[Photo-based referring expression data]
▼

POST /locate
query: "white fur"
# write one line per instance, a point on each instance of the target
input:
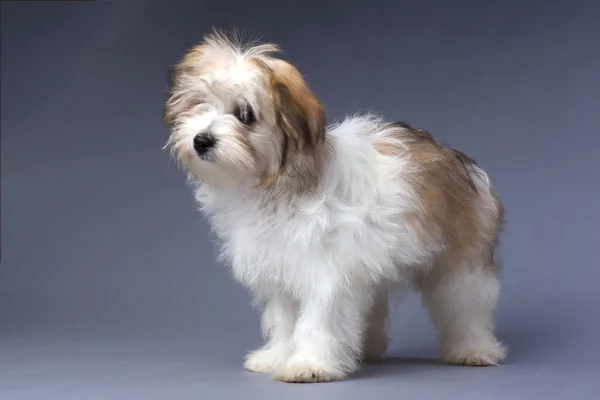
(327, 259)
(321, 266)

▲

_YOUR OBJECTIVE_
Print the records above word for word, omitting any picture they contain.

_WRITTEN ANSWER_
POST /locate
query: "white fur"
# write one line per instance, a point on each instance of the target
input:
(327, 259)
(321, 266)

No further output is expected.